ESTRATTO DELLA PAGINA

Quella canzone ha cambiato in pochi istanti il mio gusto musicale.
La mia fame di musica rispondeva in quel momento all’Appetite for Destruction, senza che me ne rendessi conto.
La melodia cantata da Axl Rose, nel frattempo, mi affascina tremendamente, mentre la pelle d’oca affiora sulle mie braccia appena irsute dalla recente pubertà.
Mentre Axl canta, si intrecciano arrangiamenti che alle mie orecchie suonano come epici racconti di moderne narrazioni eroiche.
L’incremento emozionale è enfatizzato dagli interventi di Slash, un chitarrista tabagista e capellone che non lesina in bending precisi come bisturi sulla pelle del motivo.

Poche note strazianti che raggiungono l’obiettivo alla stregua di una seduta di agopuntura.
Sono rapito: l’hard rock è a un passo dal mio cuore, dopo essere passato a farmi visita in tutto il resto del corpo.

L’explicit del brano in questione diventa la lapide di ogni mia remora, ma al tempo stesso è la pietra miliare del mio desiderio di essere una rock-star: se questo è rock, hard o heavy, io voglio farne parte!

A un certo punto di quella mia parte di vita mi imbatto finalmente nello sfigato di turno: Duff McKagan!

 

Duff-McKagan

 

Il bassista dei Guns’n’Roses ha suscitato nelle viscere di uno Juri più maturo la stessa sensazione di qualche anno prima, quando Steve dei Bee-Hive mi ha inizialmente spinto verso il basso.
Più in basso di così non sarei potuto scendere.
Il “mi” grave, scordato di un semitono come prevede il rito di tante band Hard Rock di quei tempi, rappresentava il limite estremo delle frequenze basse che mai avrei potuto raggiungere.
Più tardi sono riuscito a spingermi oltre, facendo la conoscenza del mio cinque corde.
Non c’è un limite al fondo, verrebbe da pensare, se non fosse che sotto i 20 Hertz l’orecchio umano pare proprio non farcela.
In ogni caso, allora quel “mi” era per me la soluzione definitiva.
Finalmente sarei riuscito a entrare nella pancia delle persone, senza inutili spargimenti di sangue.
E senza bisogno di trasformarmi in una tenia.

In realtà Duff non è poi così sfigato: è solo un tizio che per il gioco delle parti vive all’ombra del frontman e del guitar hero.

ESERCIZI DA SVOLGERE
1. Trascrivi senza modifiche la parte del testo sui Guns’n’Roses che si apre con le parole contenenti "La melodia cantata" e si chiude con "pelle del motivo.".
2. Riassumi in due frasi il testo sui Guns’n’Roses.

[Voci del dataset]

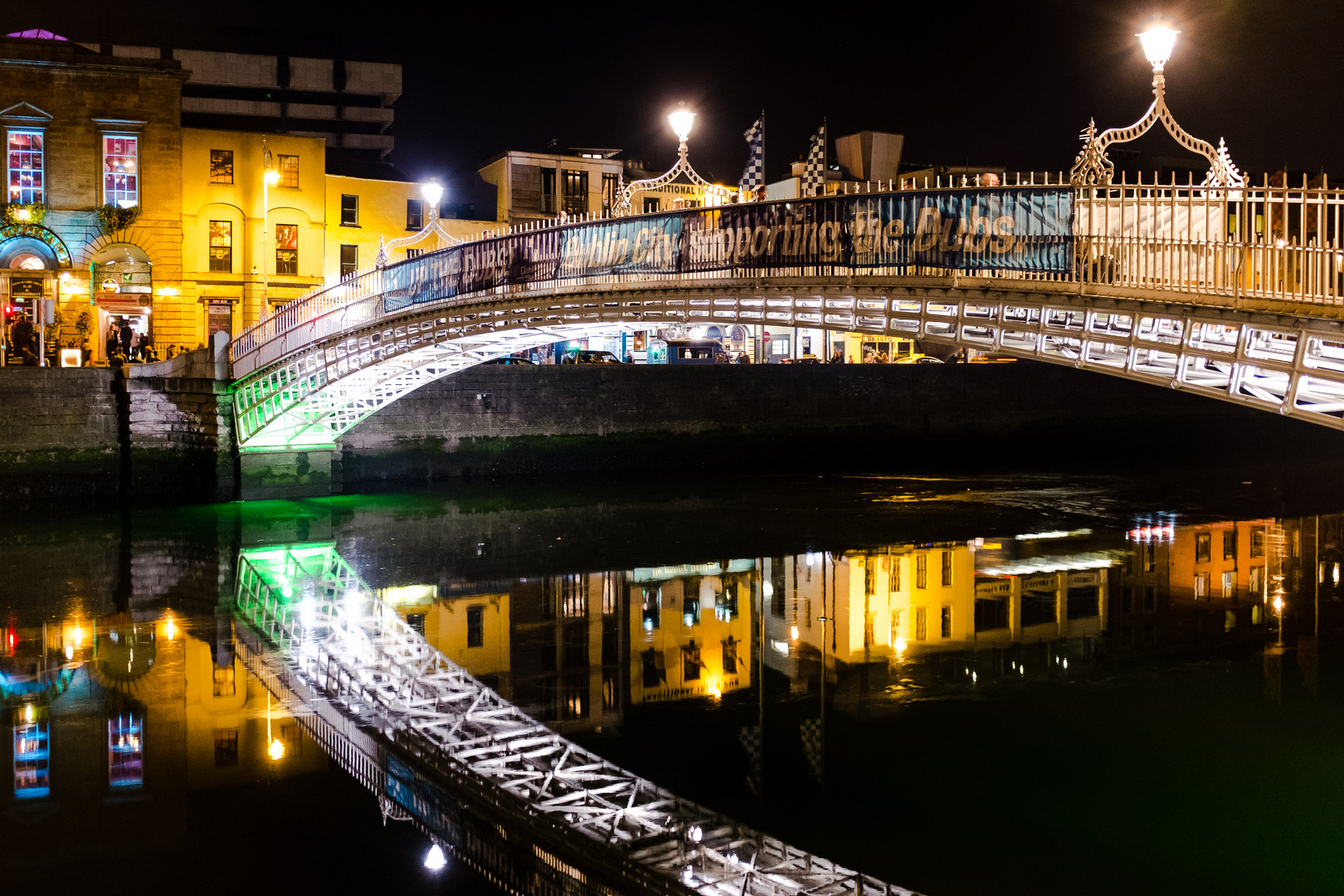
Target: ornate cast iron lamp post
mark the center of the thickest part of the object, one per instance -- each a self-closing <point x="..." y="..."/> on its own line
<point x="1094" y="168"/>
<point x="682" y="119"/>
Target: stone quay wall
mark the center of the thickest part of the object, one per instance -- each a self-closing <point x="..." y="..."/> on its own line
<point x="158" y="431"/>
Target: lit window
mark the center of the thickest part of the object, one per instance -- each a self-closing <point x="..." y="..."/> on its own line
<point x="221" y="165"/>
<point x="476" y="626"/>
<point x="288" y="171"/>
<point x="1202" y="547"/>
<point x="121" y="171"/>
<point x="24" y="149"/>
<point x="286" y="249"/>
<point x="222" y="246"/>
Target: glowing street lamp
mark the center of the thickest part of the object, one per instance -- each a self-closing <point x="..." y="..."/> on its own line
<point x="1094" y="168"/>
<point x="1157" y="45"/>
<point x="682" y="119"/>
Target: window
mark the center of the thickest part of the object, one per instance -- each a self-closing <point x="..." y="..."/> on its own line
<point x="226" y="747"/>
<point x="221" y="165"/>
<point x="548" y="191"/>
<point x="576" y="192"/>
<point x="225" y="685"/>
<point x="121" y="171"/>
<point x="290" y="171"/>
<point x="24" y="151"/>
<point x="222" y="246"/>
<point x="691" y="663"/>
<point x="286" y="249"/>
<point x="476" y="625"/>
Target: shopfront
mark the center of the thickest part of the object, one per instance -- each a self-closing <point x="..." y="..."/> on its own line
<point x="123" y="292"/>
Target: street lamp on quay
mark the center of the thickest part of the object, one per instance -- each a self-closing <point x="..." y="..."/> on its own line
<point x="682" y="119"/>
<point x="269" y="179"/>
<point x="1093" y="167"/>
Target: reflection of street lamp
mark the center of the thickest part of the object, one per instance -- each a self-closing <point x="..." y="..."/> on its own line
<point x="680" y="119"/>
<point x="1093" y="167"/>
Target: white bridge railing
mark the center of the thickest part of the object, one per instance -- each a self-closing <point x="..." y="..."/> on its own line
<point x="1266" y="243"/>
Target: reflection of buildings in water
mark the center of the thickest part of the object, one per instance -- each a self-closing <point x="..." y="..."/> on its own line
<point x="691" y="631"/>
<point x="138" y="713"/>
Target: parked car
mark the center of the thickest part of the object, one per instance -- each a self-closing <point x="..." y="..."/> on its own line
<point x="596" y="358"/>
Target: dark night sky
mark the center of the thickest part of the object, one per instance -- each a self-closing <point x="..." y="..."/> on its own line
<point x="1007" y="84"/>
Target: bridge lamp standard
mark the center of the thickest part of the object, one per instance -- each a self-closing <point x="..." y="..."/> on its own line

SOLUZIONI
1.
La melodia cantata da Axl Rose, nel frattempo, mi affascina tremendamente, mentre la pelle d’oca affiora sulle mie braccia appena irsute dalla recente pubertà.
Mentre Axl canta, si intrecciano arrangiamenti che alle mie orecchie suonano come epici racconti di moderne narrazioni eroiche.
L’incremento emozionale è enfatizzato dagli interventi di Slash, un chitarrista tabagista e capellone che non lesina in bending precisi come bisturi sulla pelle del motivo.

2. Una canzone cantata da Axl Rose, con gli interventi di chitarra di Slash, cambia in pochi istanti il gusto musicale di chi racconta e fa nascere il desiderio di essere una rock-star. Più tardi arriva l'incontro con il bassista Duff McKagan, e il "mi" grave scordato di un semitono sembra la soluzione definitiva per entrare nella pancia delle persone, anche se Duff vive all'ombra del frontman e del guitar hero.